- [WORK REQUIRED]: Can you continue the court opinion on nonpublic school services from where it stops?

- [PROVIDED TEXT]:
▽

This Court is therefore of the opinion that the statute is constitutional insofar as it authorizes the provision of speech and hearing diagnosis to take place on the premises of the nonpublic school.
3. Diagnostic psychological services. The functions of the diagnostic psychological staff include identification through recognized professional methods of children suffering from psychological problems, and referral of children requiring treatment to the therapeutic psychological staff for treatment off the premises of the nonpublic school. Plaintiffs challenge this program, arguing that such services give rise to at least the same objections as did the remedial programs held unconstitutional in Meek.

△

Point localization data
▽

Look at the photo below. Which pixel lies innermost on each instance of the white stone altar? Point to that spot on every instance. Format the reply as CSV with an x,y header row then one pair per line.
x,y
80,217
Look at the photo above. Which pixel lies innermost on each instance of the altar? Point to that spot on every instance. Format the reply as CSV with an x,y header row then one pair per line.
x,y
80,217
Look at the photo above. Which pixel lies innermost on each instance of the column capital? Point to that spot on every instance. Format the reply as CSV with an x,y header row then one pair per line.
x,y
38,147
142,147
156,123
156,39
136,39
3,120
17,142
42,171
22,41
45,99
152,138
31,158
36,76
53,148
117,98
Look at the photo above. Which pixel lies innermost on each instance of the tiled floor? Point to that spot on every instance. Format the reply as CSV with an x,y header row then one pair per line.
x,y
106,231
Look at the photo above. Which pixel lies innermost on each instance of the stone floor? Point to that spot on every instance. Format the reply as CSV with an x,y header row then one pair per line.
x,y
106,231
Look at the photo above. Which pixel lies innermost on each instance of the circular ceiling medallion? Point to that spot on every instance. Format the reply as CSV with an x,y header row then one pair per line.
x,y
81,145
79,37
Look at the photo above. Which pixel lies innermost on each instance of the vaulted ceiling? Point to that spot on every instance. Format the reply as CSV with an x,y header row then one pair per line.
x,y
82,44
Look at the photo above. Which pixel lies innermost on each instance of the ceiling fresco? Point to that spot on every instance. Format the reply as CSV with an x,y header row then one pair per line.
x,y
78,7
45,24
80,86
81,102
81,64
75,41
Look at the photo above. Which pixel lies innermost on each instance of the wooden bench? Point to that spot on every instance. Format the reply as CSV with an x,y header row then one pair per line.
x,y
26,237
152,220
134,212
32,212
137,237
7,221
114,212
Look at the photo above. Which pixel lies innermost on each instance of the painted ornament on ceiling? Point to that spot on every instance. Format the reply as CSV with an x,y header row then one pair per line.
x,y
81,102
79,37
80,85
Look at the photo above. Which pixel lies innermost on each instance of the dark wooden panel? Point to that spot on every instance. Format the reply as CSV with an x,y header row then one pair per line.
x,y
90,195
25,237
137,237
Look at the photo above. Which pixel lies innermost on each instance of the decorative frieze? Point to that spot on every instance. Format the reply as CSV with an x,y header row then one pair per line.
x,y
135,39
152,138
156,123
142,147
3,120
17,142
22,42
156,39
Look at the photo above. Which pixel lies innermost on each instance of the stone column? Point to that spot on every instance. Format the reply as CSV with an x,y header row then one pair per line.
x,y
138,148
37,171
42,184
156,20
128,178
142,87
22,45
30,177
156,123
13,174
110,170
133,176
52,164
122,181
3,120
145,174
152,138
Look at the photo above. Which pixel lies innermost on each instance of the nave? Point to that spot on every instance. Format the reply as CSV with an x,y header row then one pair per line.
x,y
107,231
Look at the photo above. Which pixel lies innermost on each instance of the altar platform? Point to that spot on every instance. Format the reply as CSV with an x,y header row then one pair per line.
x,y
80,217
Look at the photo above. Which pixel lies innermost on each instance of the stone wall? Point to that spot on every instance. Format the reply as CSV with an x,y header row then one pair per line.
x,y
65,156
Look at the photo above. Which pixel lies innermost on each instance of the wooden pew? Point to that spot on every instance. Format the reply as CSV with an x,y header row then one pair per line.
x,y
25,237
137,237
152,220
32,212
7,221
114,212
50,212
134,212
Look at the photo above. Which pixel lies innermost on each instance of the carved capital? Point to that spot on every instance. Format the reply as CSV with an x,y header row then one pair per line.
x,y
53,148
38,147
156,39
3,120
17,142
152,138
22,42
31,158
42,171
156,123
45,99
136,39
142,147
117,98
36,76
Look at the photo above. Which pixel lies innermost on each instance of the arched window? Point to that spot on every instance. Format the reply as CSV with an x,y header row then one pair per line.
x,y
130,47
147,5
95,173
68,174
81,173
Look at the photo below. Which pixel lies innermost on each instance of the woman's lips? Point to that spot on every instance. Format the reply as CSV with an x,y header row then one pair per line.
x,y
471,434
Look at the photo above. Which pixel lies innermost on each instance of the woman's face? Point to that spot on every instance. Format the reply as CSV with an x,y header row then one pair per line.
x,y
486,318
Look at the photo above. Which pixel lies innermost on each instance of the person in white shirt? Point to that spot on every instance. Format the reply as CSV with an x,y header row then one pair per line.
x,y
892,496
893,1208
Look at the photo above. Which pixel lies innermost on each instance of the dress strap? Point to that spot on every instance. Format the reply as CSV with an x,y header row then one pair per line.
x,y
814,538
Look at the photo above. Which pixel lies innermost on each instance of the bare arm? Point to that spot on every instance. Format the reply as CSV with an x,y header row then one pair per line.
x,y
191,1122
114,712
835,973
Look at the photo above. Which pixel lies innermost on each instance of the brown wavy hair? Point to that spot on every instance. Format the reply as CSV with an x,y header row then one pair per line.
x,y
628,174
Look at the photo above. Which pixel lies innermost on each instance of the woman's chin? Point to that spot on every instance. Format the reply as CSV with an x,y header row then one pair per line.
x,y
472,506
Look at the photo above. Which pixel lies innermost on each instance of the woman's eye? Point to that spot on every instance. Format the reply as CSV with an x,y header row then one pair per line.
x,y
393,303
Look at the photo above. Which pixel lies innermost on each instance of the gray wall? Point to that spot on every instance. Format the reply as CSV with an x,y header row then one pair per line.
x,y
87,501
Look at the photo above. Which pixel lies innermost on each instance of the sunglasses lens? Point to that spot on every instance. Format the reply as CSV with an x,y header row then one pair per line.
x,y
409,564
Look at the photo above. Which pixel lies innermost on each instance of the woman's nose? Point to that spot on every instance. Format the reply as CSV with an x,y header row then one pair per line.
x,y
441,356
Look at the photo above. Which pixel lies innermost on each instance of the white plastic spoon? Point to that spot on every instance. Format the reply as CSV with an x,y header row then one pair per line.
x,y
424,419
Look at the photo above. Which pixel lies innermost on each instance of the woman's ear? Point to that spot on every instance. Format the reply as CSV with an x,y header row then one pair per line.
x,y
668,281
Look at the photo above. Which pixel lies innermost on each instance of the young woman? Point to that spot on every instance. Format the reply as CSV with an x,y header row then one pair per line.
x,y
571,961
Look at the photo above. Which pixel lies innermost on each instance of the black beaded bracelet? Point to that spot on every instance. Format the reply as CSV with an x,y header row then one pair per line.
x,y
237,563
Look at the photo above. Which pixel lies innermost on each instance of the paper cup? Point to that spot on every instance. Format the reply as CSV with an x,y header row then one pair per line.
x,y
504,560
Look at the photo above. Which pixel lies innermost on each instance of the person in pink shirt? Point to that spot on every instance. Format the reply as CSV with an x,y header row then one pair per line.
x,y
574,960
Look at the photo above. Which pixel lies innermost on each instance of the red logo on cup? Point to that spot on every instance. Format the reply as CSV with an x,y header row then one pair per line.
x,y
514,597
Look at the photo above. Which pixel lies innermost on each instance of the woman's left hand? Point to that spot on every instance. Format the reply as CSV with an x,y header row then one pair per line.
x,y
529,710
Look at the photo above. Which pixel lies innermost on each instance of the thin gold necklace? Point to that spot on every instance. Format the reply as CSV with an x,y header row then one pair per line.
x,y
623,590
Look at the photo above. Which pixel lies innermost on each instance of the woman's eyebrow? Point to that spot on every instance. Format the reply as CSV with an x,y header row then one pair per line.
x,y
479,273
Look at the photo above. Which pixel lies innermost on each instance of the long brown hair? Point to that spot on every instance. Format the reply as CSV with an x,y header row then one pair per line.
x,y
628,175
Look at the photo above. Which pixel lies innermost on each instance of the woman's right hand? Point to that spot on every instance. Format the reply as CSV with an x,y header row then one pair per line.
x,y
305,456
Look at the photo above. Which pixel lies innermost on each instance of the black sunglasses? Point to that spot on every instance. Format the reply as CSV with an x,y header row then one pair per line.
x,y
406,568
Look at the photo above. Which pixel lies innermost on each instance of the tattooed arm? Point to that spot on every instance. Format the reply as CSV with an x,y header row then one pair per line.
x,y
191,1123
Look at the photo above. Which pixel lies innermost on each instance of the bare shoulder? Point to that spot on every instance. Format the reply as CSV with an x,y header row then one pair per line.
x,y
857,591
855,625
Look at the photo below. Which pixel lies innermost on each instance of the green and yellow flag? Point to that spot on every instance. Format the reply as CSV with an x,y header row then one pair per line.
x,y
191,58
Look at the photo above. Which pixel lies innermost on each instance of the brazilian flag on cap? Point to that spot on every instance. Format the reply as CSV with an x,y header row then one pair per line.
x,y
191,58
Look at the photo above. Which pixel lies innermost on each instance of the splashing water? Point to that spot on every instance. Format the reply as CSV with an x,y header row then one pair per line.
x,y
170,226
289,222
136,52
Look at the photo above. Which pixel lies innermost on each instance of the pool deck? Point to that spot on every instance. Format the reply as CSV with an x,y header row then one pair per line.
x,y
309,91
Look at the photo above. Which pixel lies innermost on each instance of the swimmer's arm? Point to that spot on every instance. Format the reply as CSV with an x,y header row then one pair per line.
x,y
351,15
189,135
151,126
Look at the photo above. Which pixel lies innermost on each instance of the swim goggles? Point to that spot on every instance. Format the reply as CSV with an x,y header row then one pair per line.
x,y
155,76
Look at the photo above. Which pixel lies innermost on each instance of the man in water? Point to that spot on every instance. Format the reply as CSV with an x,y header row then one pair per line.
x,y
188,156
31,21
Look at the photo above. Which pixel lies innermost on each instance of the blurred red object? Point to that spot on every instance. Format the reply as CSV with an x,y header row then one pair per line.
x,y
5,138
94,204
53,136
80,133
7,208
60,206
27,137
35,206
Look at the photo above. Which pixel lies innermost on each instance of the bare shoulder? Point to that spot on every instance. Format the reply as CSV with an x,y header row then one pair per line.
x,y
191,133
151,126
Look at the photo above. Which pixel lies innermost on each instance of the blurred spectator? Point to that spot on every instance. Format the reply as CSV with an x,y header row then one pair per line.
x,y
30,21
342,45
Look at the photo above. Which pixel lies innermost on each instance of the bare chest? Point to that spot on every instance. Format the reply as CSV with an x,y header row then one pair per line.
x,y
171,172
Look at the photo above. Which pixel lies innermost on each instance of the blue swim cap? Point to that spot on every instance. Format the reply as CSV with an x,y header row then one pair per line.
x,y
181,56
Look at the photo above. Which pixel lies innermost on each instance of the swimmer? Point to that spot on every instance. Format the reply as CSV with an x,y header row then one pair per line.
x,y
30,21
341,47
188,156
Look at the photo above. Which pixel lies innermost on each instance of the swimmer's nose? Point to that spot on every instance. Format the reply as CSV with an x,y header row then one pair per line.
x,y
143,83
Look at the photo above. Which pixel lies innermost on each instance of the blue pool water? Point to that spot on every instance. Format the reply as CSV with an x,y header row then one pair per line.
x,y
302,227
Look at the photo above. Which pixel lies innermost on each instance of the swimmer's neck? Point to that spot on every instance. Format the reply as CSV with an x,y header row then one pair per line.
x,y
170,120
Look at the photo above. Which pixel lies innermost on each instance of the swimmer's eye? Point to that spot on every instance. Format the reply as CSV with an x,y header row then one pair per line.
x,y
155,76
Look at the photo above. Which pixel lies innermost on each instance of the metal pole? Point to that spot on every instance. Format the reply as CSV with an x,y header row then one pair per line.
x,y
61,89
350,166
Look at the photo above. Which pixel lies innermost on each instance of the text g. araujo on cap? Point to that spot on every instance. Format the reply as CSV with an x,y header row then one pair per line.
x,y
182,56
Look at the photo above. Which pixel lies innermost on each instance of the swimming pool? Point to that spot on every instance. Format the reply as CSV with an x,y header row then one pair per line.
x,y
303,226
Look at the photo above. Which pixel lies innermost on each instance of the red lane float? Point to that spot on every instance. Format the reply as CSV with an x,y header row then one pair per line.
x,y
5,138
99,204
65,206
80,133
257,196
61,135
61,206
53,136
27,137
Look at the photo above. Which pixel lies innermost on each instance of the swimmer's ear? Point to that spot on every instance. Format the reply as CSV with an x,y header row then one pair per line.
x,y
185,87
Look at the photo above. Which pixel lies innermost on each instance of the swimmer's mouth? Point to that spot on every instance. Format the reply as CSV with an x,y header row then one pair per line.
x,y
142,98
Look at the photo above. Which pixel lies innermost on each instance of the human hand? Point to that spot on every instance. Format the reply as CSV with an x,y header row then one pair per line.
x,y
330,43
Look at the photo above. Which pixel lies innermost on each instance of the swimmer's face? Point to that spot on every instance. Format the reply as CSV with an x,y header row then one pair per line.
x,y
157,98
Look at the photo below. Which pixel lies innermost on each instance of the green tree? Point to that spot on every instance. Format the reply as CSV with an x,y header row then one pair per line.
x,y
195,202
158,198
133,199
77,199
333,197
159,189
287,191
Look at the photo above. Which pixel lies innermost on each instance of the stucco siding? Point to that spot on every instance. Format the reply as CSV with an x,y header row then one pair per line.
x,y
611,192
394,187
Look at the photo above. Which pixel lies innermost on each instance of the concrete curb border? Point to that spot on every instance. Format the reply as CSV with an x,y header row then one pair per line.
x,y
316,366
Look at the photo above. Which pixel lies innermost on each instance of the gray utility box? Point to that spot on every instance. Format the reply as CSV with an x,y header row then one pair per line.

△

- [THE ANSWER]:
It is, no doubt, true that psychological diagnosis may involve an element of subjectivity not necessarily involved in speech and hearing diagnosis or in other medical services, yet this Court perceives a significant distinction between psychological diagnosis and psychological treatment. Psychological treatment would ideally involve an ongoing relationship with the particular child and would attempt to deal with the child in the context of his entire environment, including his educational environment, thus giving rise to the dangers articulated in Meek. Psychological diagnosis, on the other hand, requires only relatively limited contact with the child, and the procedures employed during such contact are more easily governed by objective and professional testing methods directed, not toward the ultimate rehabilitation of the child, but toward isolating professionally recognized symptoms.
The Supreme Court in Meek addressed itself to the problems raised by the presence of personnel whose functions were perceived to be essentially pedagogical. The danger arising from the presence of teachers in the nonpublic environment stems from the nature of the functions performed by those teachers:
In terms of potential for involving some aspect of faith or morals in secular subjects, a textbook's content is ascertainable, but a teacher's handling of a subject is not.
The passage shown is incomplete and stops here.